Aim: Give all of the lines again exactly as they read.

Data for this task:

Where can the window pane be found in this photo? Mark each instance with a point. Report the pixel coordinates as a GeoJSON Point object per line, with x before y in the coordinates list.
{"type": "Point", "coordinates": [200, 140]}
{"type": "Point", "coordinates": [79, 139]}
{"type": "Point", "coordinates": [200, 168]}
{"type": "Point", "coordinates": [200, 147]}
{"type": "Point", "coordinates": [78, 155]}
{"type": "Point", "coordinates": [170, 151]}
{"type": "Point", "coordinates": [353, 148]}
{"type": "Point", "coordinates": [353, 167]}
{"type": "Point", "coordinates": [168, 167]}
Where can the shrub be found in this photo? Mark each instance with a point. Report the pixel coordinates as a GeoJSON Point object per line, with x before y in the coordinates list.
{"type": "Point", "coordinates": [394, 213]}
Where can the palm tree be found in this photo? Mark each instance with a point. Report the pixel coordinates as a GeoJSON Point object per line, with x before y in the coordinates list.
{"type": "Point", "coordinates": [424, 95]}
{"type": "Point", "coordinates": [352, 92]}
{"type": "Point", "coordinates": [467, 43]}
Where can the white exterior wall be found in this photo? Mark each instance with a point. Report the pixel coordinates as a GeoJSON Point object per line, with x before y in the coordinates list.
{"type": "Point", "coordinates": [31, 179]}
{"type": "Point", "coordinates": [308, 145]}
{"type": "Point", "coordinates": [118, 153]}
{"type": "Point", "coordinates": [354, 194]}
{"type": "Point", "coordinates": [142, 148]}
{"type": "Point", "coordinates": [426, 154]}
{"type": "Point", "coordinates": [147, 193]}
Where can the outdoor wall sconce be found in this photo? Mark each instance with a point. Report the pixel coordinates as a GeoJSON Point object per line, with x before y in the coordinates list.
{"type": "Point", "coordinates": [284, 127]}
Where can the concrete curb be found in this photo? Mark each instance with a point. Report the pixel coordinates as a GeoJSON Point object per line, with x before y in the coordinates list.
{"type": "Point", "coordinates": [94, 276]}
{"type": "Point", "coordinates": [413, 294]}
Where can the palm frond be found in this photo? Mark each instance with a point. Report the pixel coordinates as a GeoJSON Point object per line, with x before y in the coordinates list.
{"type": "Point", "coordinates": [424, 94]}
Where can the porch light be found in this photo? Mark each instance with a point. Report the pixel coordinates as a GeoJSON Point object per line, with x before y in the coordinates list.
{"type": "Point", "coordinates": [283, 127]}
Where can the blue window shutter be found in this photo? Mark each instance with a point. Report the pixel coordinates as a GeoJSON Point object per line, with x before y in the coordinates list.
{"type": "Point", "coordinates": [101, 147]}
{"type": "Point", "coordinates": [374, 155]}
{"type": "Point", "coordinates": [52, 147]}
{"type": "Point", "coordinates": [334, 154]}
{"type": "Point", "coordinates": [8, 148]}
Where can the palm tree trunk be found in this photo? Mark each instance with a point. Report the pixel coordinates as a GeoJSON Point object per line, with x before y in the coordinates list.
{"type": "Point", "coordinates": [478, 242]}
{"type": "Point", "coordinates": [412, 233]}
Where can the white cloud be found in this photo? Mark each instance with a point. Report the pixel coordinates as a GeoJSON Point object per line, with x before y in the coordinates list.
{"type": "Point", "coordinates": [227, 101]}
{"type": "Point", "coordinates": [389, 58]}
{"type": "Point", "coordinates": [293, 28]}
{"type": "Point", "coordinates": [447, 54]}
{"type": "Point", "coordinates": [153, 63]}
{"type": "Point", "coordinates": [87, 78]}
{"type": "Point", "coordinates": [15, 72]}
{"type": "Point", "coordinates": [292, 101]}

Output for this exercise:
Where can the window pane be found in this photo? Mark each instance with a point. Report the pixel coordinates as a GeoJSON Point object per line, with x before y in the coordinates list.
{"type": "Point", "coordinates": [200, 140]}
{"type": "Point", "coordinates": [79, 139]}
{"type": "Point", "coordinates": [200, 168]}
{"type": "Point", "coordinates": [200, 147]}
{"type": "Point", "coordinates": [78, 155]}
{"type": "Point", "coordinates": [170, 151]}
{"type": "Point", "coordinates": [353, 148]}
{"type": "Point", "coordinates": [353, 167]}
{"type": "Point", "coordinates": [168, 167]}
Where can the shrub be found in this photo? Mark each instance with a point. Report the pixel coordinates as a GeoJSON Point object per line, with x before y in the coordinates list.
{"type": "Point", "coordinates": [394, 213]}
Where can the palm tree be found in this photo? Mark each instance with a point. Report the pixel coordinates as a GeoJSON Point object per line, with x before y in the coordinates list.
{"type": "Point", "coordinates": [424, 95]}
{"type": "Point", "coordinates": [352, 92]}
{"type": "Point", "coordinates": [467, 43]}
Where can the white exterior wall be found in this photo? Mark each instance with a point. Report the pixel coordinates as a GeoJSON Point object per line, with x before y in the coordinates list.
{"type": "Point", "coordinates": [31, 179]}
{"type": "Point", "coordinates": [308, 145]}
{"type": "Point", "coordinates": [118, 153]}
{"type": "Point", "coordinates": [354, 194]}
{"type": "Point", "coordinates": [142, 148]}
{"type": "Point", "coordinates": [426, 154]}
{"type": "Point", "coordinates": [147, 193]}
Where can the outdoor wall sconce be found in this photo? Mark each instance with a point. Report the pixel coordinates as a GeoJSON Point object per line, with x before y in the coordinates list.
{"type": "Point", "coordinates": [284, 127]}
Where can the concrete curb be found in this photo? Mark each instance with a point. Report the pixel coordinates as a GeoJSON Point object per line, with x before y in the coordinates list.
{"type": "Point", "coordinates": [94, 276]}
{"type": "Point", "coordinates": [413, 294]}
Where can the palm frond be found in this photo? Mark each instance with a point. Report the pixel coordinates as a GeoJSON Point object per line, with x before y in the coordinates list.
{"type": "Point", "coordinates": [424, 94]}
Where can the porch light be found in this photo? Mark each instance with a point. Report the pixel coordinates as a GeoJSON Point object per line, with x before y in the coordinates list.
{"type": "Point", "coordinates": [283, 127]}
Where can the blue window shutter be found in this photo? Mark each instance with a point. Report the pixel coordinates as a GeoJSON Point object per line, with x before y in the coordinates list.
{"type": "Point", "coordinates": [101, 147]}
{"type": "Point", "coordinates": [374, 155]}
{"type": "Point", "coordinates": [52, 147]}
{"type": "Point", "coordinates": [334, 154]}
{"type": "Point", "coordinates": [8, 148]}
Where can the palm tree trunk be found in this photo? Mark each instance with a point. Report the pixel coordinates as a GeoJSON Point object per line, with x before y in the coordinates list.
{"type": "Point", "coordinates": [478, 242]}
{"type": "Point", "coordinates": [412, 233]}
Where can the white cloud be found in this photo? Mark each instance with a point. Report the pixel coordinates as a GeoJSON Point object per line, with x before y in the coordinates list.
{"type": "Point", "coordinates": [227, 101]}
{"type": "Point", "coordinates": [389, 58]}
{"type": "Point", "coordinates": [293, 28]}
{"type": "Point", "coordinates": [447, 54]}
{"type": "Point", "coordinates": [153, 63]}
{"type": "Point", "coordinates": [87, 78]}
{"type": "Point", "coordinates": [15, 72]}
{"type": "Point", "coordinates": [292, 101]}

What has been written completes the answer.